Walter E. Williams

 Merriam-Webster's dictionary defines magician as "one who performs tricks of illusion and sleight of hand" and "one skilled in magic," a "sorcerer." That's an apt description for the parade of Democrats, leftists and peaceniks attacking President Bush on his efforts managing the war on terrorism. Millions of Americans have bought into the illusions created by Bush's critics in their attempt to unseat him in the fall election. Let's look at it.

 During the 9/11 Commission hearings, former Secretary of State and magician extraordinaire Madeleine Albright told the panel that the Clinton administration did all it could think of to defeat al Qaeda and fight terrorism. OK. You tell me what it did about the 1993 bombing of the World Trade Center. How about the 1996 bombing of a U.S. Air Force housing complex at the King Abdul Aziz Air Force Base near Dhahran, Saudi Arabia? What about the bombing of the USS Cole and the 1998 bombing of the U.S. embassies in Africa? Not only did the Clinton administration do nothing decisive about these attacks that cost hundreds of U.S. casualties; it even refused Sudanese President Bashir's offer to arrest and hand Osama bin Laden over to the United States.

| Data block |
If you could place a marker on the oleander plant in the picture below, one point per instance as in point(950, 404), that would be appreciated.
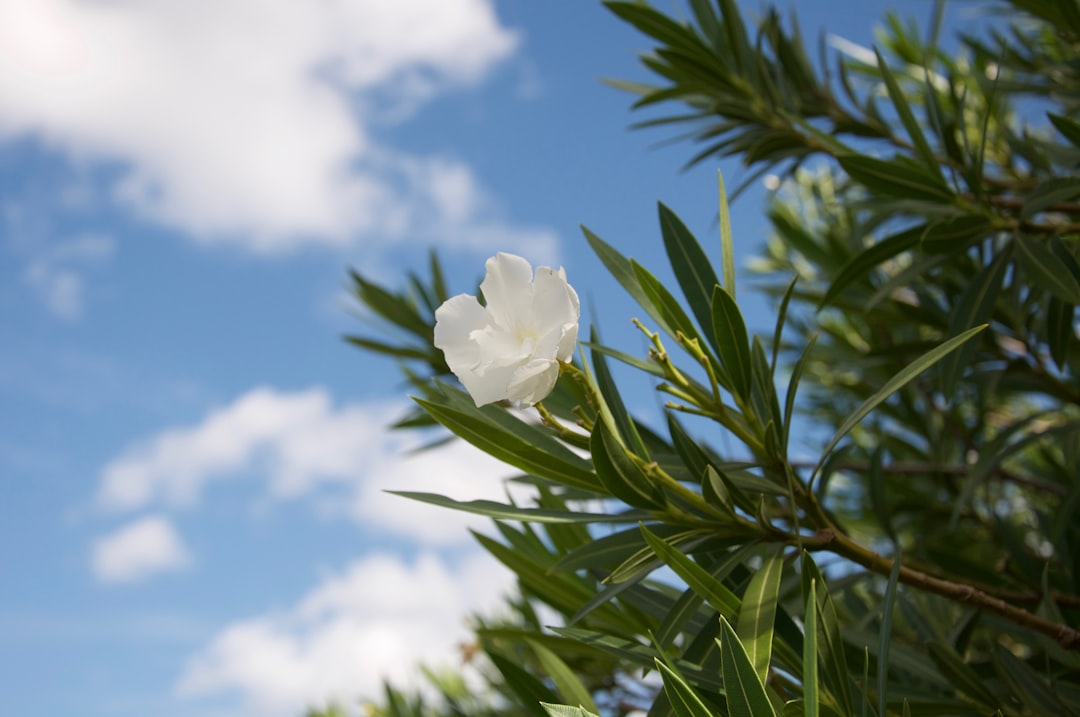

| What this task involves |
Reproduce the part of the column on President Bush's critics that falls between "Merriam-Webster's dictionary defines" and "look at it.", inclusive, word for word.

| Problem solution |
Merriam-Webster's dictionary defines magician as "one who performs tricks of illusion and sleight of hand" and "one skilled in magic," a "sorcerer." That's an apt description for the parade of Democrats, leftists and peaceniks attacking President Bush on his efforts managing the war on terrorism. Millions of Americans have bought into the illusions created by Bush's critics in their attempt to unseat him in the fall election. Let's look at it.